■ **Work instructions**
Among the entries below, please show each line that carries the word "door".

■ **Records for processing**
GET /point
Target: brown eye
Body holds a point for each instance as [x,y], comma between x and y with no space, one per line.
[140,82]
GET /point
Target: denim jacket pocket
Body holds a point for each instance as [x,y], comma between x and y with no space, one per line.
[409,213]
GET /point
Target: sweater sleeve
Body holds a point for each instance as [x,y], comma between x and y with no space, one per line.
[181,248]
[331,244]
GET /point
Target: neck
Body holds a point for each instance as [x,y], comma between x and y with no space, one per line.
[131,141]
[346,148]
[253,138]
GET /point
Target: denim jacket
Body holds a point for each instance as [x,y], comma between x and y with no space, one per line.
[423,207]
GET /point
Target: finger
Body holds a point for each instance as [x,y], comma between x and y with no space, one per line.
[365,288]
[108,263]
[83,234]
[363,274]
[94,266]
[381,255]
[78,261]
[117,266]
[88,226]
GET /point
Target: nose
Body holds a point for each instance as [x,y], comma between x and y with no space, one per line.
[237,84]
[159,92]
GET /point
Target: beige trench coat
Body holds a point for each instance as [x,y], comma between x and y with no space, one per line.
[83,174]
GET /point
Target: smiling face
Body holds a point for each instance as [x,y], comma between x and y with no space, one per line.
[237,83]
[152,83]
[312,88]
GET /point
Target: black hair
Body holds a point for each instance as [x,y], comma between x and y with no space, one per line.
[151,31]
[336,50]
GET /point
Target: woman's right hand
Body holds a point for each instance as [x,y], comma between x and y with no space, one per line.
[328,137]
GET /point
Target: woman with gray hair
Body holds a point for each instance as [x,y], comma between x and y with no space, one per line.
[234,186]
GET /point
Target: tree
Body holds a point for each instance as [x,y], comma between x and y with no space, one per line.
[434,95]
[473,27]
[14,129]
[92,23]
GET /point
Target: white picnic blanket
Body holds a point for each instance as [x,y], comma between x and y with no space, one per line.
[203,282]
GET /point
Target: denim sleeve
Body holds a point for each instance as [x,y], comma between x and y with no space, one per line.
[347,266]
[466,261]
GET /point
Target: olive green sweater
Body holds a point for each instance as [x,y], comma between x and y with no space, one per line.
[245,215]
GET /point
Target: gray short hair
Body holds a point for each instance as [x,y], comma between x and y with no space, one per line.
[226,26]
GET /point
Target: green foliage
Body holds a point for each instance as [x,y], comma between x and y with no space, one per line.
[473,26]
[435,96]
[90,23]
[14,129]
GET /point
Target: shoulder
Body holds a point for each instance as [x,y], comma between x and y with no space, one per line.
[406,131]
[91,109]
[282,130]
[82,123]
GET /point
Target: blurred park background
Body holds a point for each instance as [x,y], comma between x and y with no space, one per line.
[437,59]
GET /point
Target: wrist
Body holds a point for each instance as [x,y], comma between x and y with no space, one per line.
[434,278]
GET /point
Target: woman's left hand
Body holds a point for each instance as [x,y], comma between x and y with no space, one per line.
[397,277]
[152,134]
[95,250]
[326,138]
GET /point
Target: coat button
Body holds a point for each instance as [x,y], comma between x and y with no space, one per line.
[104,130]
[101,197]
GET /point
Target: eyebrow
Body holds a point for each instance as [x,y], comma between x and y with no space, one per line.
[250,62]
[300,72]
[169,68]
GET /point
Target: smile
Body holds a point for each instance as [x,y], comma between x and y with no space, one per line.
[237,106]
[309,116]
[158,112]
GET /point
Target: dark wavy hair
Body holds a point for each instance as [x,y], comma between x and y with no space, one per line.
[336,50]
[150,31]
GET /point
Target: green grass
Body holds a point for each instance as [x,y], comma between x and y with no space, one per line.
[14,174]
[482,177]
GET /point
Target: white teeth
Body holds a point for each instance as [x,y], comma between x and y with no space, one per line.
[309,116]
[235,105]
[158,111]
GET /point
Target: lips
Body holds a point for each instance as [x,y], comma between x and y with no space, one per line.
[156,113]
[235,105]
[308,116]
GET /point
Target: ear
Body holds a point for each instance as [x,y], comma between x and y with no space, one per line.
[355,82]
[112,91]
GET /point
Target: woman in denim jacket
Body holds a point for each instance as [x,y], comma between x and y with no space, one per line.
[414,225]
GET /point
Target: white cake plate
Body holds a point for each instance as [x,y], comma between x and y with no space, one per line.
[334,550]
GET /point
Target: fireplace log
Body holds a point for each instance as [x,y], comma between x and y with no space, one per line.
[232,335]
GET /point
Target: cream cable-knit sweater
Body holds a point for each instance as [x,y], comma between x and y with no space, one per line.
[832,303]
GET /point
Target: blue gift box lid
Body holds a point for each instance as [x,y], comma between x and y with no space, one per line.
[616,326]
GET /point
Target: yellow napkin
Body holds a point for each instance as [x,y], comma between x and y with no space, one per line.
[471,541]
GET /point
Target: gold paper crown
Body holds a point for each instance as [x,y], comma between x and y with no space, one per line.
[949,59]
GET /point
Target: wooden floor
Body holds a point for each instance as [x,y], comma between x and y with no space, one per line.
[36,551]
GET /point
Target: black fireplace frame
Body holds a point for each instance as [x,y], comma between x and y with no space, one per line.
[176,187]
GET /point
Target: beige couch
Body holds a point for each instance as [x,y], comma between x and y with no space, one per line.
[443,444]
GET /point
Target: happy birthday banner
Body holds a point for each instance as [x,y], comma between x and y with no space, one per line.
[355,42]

---

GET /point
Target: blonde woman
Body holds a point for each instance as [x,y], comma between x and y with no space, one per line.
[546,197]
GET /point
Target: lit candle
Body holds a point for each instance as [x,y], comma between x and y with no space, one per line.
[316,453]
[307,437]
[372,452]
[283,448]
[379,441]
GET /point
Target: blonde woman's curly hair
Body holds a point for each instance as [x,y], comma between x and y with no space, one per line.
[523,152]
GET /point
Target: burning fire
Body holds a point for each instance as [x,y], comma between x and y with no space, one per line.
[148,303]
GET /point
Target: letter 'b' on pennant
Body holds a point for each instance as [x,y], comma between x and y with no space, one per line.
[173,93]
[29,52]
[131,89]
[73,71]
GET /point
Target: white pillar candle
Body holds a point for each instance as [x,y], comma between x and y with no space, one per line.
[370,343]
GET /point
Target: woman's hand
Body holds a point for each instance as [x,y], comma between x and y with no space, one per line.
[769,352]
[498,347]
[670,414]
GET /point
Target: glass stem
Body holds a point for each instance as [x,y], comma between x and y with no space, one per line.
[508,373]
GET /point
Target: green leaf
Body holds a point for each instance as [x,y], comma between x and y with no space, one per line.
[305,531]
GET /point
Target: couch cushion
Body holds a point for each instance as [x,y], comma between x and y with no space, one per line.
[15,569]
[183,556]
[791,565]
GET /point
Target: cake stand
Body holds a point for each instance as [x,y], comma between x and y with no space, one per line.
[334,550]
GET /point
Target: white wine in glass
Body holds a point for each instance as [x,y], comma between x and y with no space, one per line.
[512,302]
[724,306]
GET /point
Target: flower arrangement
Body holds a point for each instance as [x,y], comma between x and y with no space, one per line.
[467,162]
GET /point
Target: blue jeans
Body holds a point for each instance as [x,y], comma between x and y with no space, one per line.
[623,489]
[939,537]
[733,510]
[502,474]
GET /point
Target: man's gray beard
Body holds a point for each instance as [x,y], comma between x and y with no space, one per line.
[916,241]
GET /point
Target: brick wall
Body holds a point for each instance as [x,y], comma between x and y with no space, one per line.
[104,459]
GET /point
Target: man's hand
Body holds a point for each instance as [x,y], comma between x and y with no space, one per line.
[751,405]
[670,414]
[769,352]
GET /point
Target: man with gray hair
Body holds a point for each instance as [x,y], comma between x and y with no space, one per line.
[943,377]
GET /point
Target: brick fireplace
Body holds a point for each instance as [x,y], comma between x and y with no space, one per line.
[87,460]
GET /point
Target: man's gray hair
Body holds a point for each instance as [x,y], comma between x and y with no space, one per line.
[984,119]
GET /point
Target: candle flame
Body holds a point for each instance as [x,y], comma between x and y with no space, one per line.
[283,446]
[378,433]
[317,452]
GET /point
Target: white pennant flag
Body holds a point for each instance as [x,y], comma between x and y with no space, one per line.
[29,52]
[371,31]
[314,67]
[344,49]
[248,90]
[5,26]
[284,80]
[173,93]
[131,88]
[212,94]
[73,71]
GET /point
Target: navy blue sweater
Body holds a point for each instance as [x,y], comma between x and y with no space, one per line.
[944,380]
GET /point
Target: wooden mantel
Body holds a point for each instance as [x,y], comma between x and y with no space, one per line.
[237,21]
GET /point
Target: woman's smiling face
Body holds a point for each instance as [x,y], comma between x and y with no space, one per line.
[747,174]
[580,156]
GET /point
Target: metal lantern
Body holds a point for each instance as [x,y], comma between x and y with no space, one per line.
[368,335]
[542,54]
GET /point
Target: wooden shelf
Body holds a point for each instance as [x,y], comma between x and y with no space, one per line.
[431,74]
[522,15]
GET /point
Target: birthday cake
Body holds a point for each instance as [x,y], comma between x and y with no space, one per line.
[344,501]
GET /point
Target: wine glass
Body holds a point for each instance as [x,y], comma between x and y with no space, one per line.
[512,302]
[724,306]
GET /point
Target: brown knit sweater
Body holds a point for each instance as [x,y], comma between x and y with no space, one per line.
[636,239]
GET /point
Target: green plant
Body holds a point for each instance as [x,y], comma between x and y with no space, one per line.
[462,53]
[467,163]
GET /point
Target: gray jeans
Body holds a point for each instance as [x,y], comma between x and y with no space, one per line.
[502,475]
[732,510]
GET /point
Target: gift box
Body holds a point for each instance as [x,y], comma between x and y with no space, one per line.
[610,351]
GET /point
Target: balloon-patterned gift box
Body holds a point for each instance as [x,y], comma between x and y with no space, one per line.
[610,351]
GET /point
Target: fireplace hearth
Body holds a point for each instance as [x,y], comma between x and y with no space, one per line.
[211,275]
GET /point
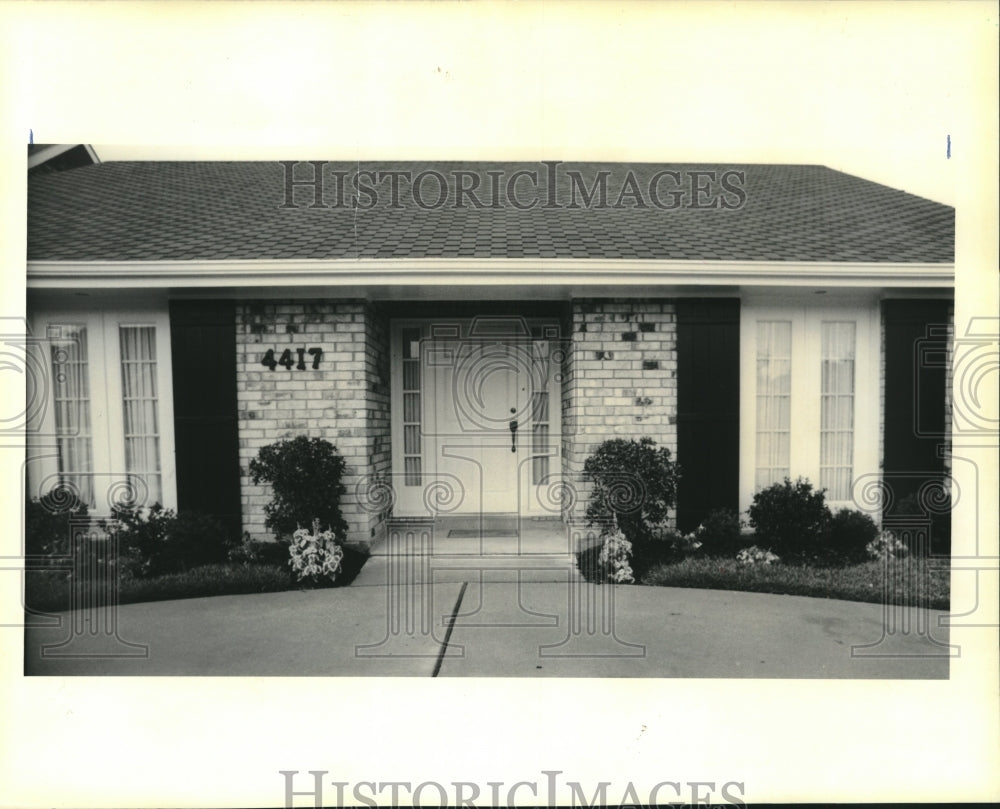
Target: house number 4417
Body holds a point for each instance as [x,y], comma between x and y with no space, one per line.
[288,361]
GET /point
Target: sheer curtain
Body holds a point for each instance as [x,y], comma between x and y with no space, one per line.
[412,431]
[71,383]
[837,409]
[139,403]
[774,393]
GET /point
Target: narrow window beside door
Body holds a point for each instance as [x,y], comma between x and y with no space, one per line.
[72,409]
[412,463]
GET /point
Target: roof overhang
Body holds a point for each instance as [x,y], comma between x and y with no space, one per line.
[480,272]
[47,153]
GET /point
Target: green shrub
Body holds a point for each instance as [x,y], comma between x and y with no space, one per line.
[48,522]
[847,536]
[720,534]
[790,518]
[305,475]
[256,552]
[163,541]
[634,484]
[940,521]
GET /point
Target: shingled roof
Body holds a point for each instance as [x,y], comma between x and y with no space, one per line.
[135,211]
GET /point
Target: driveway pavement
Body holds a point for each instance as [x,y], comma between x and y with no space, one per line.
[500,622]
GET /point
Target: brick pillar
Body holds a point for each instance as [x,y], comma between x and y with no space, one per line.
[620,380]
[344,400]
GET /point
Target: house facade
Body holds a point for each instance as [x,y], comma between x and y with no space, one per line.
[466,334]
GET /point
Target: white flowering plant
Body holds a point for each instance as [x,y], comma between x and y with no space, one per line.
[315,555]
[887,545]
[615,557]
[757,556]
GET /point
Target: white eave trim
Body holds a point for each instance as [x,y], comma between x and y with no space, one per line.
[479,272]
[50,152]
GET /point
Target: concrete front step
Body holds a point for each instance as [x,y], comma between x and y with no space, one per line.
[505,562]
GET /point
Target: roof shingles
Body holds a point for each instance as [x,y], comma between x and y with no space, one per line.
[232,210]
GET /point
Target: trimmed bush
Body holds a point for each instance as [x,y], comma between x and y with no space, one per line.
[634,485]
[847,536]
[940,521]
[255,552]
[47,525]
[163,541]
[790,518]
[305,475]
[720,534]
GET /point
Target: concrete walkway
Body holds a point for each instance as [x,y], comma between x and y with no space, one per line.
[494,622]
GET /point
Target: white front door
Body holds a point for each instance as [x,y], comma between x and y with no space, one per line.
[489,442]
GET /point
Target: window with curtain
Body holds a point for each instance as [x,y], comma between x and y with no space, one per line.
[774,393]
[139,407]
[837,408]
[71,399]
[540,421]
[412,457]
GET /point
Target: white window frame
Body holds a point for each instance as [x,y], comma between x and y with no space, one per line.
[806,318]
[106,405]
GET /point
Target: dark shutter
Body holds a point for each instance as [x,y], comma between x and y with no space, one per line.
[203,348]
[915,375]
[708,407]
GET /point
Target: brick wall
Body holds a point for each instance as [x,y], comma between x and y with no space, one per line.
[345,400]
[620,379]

* * *

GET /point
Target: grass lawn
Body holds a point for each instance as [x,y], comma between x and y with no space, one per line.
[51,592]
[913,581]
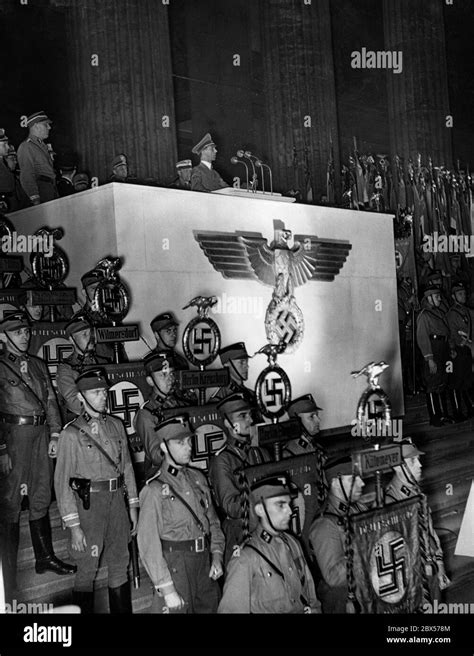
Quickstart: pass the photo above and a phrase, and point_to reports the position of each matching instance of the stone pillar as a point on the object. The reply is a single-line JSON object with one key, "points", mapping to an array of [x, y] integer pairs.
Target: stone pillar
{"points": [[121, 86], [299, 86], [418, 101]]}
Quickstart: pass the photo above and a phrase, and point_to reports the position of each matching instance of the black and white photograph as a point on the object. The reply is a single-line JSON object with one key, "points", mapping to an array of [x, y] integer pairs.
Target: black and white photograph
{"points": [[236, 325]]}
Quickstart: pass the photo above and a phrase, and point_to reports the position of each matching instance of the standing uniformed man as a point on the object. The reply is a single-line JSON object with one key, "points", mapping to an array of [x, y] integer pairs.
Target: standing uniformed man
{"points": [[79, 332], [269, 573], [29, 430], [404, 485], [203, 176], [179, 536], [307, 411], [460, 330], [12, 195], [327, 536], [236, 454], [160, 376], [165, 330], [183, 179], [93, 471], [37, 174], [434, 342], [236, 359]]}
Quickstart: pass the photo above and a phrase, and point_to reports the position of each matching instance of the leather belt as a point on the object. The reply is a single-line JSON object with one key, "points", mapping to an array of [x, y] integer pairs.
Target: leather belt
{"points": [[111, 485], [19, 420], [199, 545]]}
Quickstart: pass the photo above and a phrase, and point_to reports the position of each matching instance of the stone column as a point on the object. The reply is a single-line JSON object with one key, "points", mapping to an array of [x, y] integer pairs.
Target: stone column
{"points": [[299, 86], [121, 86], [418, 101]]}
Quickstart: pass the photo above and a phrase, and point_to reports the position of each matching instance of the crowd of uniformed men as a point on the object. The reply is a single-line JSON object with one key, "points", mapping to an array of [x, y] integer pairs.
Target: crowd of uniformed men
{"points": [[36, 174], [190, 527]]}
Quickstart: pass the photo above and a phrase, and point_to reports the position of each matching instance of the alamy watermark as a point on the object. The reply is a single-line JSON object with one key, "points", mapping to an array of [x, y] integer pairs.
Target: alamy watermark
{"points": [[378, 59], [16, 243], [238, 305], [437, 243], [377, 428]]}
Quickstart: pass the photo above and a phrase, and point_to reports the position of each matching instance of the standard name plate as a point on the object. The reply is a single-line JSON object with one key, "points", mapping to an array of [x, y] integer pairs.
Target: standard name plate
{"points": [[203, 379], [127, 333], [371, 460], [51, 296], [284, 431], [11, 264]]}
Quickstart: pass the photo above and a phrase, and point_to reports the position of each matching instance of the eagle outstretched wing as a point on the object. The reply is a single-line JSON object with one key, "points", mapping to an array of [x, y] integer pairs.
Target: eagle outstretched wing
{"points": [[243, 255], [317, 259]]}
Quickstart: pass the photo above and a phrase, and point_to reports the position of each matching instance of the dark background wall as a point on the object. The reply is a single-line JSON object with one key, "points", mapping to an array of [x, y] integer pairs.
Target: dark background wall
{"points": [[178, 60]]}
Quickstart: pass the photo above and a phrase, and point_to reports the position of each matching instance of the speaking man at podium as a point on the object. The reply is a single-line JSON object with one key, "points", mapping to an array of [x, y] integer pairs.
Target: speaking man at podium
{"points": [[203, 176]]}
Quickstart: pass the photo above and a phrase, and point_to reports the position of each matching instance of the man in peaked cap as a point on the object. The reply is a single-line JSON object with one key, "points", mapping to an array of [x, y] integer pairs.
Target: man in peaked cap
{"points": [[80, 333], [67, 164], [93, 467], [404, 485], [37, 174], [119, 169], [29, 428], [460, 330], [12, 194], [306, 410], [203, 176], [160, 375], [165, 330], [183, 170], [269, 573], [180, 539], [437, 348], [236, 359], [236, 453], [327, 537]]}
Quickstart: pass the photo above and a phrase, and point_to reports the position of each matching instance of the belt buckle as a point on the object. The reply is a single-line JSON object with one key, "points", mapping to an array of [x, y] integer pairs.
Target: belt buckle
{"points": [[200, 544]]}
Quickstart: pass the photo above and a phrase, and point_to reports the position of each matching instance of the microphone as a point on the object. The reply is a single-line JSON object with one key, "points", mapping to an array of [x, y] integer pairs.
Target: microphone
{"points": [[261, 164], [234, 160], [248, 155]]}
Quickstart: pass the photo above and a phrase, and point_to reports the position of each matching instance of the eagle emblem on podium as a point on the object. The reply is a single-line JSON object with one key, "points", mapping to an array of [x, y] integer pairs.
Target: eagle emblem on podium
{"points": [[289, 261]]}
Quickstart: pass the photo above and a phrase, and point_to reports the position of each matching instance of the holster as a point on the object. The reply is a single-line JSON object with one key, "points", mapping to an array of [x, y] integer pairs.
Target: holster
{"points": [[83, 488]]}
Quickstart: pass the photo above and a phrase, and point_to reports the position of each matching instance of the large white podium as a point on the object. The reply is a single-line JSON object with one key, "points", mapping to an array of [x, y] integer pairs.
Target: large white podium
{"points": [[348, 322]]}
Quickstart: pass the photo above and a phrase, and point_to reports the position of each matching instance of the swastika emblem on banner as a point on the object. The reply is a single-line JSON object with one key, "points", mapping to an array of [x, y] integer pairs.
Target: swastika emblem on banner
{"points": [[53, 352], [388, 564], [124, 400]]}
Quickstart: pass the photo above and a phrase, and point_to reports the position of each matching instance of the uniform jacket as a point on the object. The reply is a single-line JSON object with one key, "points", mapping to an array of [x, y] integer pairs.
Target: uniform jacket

■ **Answer to the problem**
Target: narrow window beside door
Target: white front door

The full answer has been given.